● **Exercise objective**
Report how many lines of the data below contain "building". Give nothing besides the number.

● **The records**

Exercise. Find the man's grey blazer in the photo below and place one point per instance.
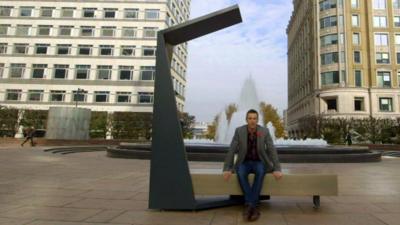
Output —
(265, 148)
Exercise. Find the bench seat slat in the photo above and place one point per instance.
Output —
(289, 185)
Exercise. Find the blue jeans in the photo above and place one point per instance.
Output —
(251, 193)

---

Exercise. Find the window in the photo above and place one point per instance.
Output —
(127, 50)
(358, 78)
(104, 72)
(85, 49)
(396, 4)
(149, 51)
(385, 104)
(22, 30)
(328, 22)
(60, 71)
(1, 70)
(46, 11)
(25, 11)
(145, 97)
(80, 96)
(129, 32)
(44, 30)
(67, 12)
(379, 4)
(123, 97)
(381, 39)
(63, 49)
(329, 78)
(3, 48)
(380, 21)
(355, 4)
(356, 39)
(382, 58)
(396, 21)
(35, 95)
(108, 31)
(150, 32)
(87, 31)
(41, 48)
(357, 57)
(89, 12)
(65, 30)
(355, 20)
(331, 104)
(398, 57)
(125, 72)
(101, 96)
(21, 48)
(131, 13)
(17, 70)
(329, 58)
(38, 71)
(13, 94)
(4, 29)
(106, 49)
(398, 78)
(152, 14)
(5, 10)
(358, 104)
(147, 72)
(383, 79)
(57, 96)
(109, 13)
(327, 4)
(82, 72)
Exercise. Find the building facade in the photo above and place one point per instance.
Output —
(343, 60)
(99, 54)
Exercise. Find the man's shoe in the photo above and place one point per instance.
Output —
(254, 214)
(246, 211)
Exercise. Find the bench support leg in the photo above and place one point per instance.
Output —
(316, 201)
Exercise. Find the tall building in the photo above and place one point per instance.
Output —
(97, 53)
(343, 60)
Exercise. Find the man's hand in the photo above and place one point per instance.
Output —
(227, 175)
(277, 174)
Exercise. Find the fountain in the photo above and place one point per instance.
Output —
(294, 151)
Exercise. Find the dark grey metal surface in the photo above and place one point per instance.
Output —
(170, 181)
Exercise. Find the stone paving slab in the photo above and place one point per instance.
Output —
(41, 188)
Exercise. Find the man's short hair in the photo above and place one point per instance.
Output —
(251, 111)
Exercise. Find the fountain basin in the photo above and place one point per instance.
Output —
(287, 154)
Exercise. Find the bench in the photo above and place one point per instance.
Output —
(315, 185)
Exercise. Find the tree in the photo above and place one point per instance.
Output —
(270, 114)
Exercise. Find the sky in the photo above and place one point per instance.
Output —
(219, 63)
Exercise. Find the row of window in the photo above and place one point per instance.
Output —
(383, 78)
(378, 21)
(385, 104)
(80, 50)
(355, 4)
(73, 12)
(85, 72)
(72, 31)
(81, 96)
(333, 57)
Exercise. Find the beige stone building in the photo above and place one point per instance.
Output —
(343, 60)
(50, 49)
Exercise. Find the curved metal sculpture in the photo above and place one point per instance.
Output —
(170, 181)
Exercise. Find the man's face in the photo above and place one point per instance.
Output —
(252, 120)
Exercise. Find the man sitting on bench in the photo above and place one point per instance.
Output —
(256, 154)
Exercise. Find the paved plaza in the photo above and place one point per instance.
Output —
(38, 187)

...

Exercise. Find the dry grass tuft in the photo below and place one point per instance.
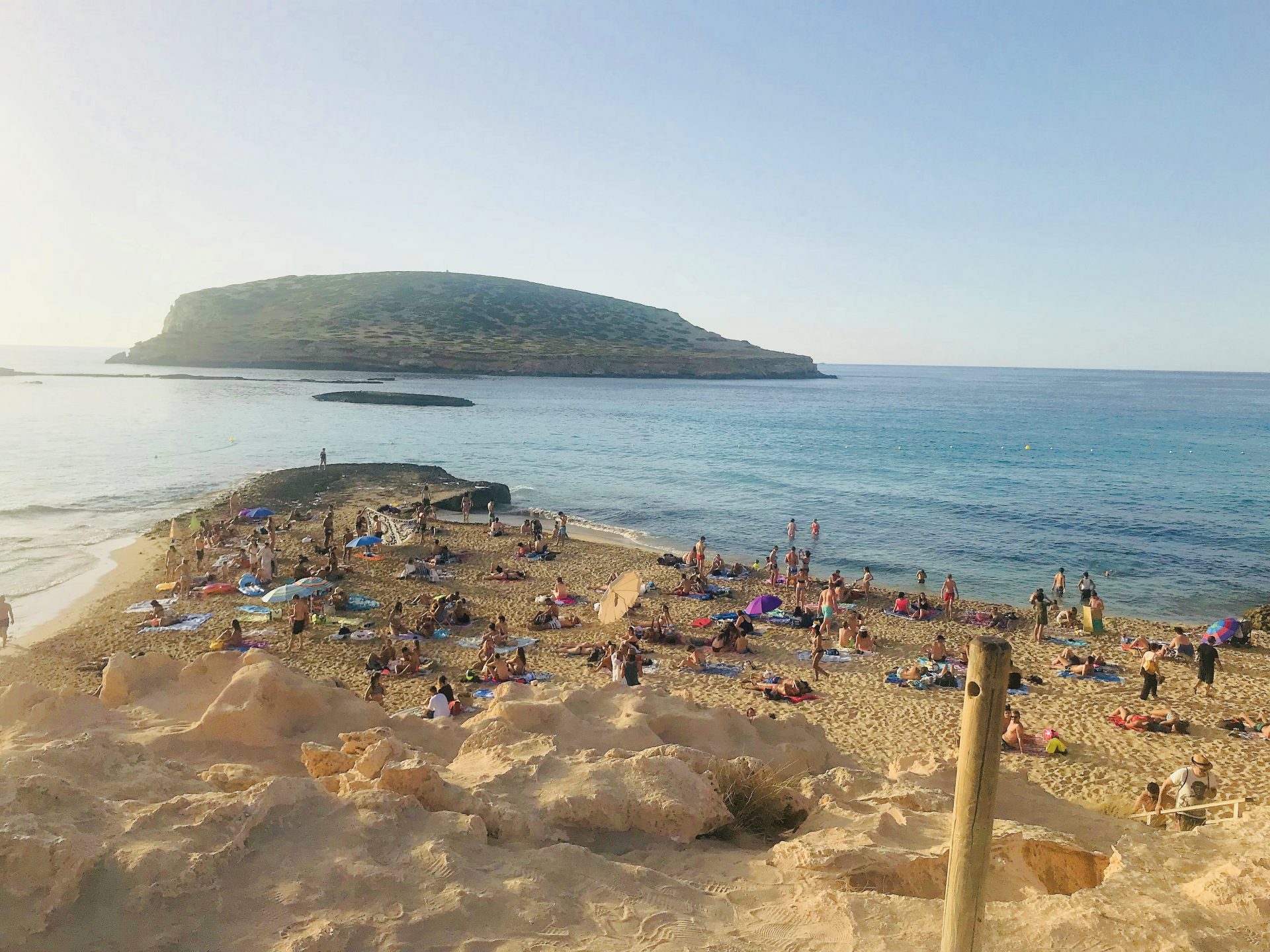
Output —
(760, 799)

● **Response area**
3